Please count the lines below that contain the string "rough", and give only that number.

## Dataset rows
....................

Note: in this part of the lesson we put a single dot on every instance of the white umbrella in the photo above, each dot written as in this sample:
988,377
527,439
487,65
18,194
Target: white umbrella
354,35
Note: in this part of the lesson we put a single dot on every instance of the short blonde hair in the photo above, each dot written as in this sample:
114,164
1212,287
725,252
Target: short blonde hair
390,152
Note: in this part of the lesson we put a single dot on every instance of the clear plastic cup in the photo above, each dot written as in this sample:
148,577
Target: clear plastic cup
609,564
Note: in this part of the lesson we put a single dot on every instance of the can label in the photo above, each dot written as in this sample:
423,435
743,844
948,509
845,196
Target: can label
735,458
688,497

....................

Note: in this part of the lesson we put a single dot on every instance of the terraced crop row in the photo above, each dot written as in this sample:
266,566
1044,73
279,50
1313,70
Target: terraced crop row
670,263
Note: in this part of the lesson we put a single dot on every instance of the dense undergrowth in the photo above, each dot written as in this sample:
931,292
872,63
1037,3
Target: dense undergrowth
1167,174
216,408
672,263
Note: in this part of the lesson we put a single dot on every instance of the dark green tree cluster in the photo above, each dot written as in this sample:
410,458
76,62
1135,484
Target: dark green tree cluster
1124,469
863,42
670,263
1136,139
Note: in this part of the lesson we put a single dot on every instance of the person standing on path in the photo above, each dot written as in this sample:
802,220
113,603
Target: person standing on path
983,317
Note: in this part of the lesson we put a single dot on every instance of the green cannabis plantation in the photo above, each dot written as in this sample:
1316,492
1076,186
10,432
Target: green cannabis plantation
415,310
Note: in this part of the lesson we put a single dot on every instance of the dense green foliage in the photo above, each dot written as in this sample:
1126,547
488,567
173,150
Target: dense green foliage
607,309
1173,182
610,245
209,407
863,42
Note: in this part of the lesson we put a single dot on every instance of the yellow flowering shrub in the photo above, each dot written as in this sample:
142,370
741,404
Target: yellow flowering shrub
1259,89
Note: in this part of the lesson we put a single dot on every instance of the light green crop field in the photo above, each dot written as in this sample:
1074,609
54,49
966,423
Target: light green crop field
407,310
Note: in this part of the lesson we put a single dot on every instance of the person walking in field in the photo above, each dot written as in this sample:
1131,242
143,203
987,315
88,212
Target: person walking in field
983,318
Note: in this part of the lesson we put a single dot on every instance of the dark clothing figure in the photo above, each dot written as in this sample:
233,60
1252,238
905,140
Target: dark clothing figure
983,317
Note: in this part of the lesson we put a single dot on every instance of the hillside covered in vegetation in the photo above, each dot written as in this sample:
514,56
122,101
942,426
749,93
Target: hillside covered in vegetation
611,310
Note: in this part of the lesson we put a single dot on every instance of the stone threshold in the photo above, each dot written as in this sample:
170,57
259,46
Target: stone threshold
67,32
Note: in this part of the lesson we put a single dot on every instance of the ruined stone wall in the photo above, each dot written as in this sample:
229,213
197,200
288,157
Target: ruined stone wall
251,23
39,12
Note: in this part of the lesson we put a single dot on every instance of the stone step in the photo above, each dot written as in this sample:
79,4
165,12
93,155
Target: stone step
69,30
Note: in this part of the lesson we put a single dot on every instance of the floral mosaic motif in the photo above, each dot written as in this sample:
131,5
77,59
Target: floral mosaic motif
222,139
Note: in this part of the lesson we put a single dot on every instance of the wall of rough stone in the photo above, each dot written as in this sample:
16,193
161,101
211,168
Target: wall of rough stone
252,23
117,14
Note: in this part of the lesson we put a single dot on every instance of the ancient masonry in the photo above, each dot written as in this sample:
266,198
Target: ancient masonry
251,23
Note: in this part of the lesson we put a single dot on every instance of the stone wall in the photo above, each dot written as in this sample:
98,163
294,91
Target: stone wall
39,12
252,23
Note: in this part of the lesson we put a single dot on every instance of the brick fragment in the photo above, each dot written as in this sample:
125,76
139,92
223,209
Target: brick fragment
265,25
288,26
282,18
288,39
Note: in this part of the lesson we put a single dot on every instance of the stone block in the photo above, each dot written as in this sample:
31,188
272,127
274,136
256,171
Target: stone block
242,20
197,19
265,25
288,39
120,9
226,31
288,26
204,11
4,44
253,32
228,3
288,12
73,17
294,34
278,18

....................

## Solution for this exercise
2